- [Extract]:
——

= Martín Rivas (novel) =

1862 novel by Alberto Blest Gana

Martin Rivas is an 1862 novel by Alberto Blest Gana (1830-1920), and is widely acknowledged as the first Chilean novel. The social realist novel is at once a passionate love story and an optimistic representation of Chilean nationhood. Written shortly after a decade of civil conflict, this national epic is an indispensable source for understanding politics, morals, and manners of society in nineteenth-century Chile.

==Synopsis==
The hero of the story is Martin Rivas, an impoverished but intelligent, ambitious young man from the northern mining region of Chile, who is entrusted by his late father, a gold rush speculator, to the household of a wealthy and influential member of the Santiago elite. While living there, Martin Rivas falls in love with his guardian's haughty daughter Leonore. The tale of their tortuous but ultimately successful love affair represents the author's desire for reconciliation between Chile's antagonistic regional and class interests. Indeed, many critics have interpreted Martin Rivas as a blueprint for national unity that emphasizes consensus over conflict.

——

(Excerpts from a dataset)

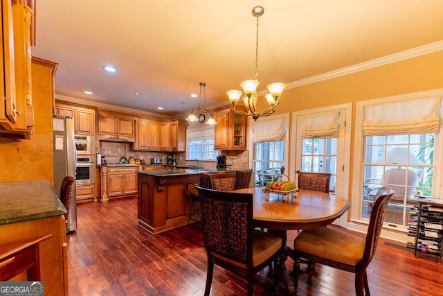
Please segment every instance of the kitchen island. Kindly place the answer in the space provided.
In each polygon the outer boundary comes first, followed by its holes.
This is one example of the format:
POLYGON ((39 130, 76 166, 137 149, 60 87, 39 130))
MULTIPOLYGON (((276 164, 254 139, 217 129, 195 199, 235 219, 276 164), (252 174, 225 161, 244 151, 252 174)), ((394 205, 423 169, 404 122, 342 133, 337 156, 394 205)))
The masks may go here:
POLYGON ((152 234, 186 225, 191 200, 185 193, 187 182, 198 184, 195 169, 139 171, 138 225, 152 234))

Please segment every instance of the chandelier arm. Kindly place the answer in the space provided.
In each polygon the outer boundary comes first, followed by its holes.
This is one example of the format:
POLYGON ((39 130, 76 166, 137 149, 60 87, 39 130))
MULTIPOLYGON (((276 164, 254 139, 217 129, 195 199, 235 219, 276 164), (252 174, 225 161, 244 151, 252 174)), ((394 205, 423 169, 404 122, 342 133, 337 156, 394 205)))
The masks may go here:
POLYGON ((244 111, 237 110, 237 109, 235 109, 235 107, 231 107, 230 109, 232 109, 232 110, 233 112, 235 112, 235 113, 241 114, 241 115, 244 115, 244 116, 249 116, 252 115, 250 112, 245 112, 244 111))

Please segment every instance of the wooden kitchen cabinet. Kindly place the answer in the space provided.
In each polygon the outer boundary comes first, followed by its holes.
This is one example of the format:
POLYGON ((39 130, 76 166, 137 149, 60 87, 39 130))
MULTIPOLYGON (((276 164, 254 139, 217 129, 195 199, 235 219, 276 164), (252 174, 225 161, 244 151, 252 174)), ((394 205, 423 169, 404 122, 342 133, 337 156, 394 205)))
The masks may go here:
POLYGON ((0 137, 30 139, 34 127, 30 24, 35 7, 1 1, 0 137))
POLYGON ((159 136, 160 123, 159 121, 147 119, 138 120, 133 149, 158 151, 160 150, 159 136))
POLYGON ((216 150, 246 150, 247 117, 230 108, 215 112, 214 148, 216 150))
POLYGON ((148 121, 137 121, 136 140, 134 141, 134 150, 150 149, 150 123, 148 121))
POLYGON ((65 105, 57 102, 54 108, 55 115, 69 116, 74 119, 75 134, 94 136, 96 134, 96 110, 82 107, 65 105))
POLYGON ((54 108, 54 114, 74 118, 74 108, 71 106, 64 107, 55 105, 55 107, 54 108))
POLYGON ((75 134, 96 134, 96 111, 86 108, 75 108, 74 111, 75 134))
POLYGON ((186 121, 171 122, 171 148, 172 151, 186 150, 186 121))
POLYGON ((134 141, 135 120, 100 112, 98 116, 98 137, 102 140, 134 141))
POLYGON ((150 150, 158 151, 160 148, 160 123, 149 121, 150 150))
POLYGON ((102 200, 136 195, 137 171, 138 166, 102 167, 102 200))
POLYGON ((96 200, 94 185, 76 185, 75 197, 77 202, 96 200))
POLYGON ((171 151, 171 123, 160 123, 160 150, 171 151))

——

- [Task goal]: Pick up the article on the novel Martín Rivas right after its last sentence and keep writing it.

- [Answer for this exercise]:
In addition to providing humorous and biting commentary about the mores of Chilean society, Blest Gana documents the enormous gap that existed between the rich and poor classes. An invaluable text for its portrayal of contemporary social, political, and class conditions, Martin Rivas illustrates the enriching influence that romanticism had on nineteenth-century social realism. Parts of the novel were published as a serial-story in the Santiago newspaper La voz de Chile between May and July 1862.

== Narrative style ==

Kirkus Reviews refers to Blest Gana as "a would-be Balzac" in a review of the English translation of Martín Rivas; the review stated that "extended contrasts between Martin and his loved ones, colleagues, and enemies pays mixed dividends in an overly earnest, infuriatingly discursive narrative that nevertheless does gradually create a convincingly detailed picture of a culture under siege and in flux." The novel was praised in the 19th century for accurately and realistically depicting social customs of distinct social and economic classes.

== Legacy ==

- Martin Rivas is taught as part of the core curricula in Chilean public schools as the country’s preeminent novel of 'manners/ (costumbres) who message is to bring "civilization to the least educated classes of society."
- There are also popular Spanish language telenovelas and TV miniseries called Martin Rivas, and based upon the novels (1970, 1979, and 2010).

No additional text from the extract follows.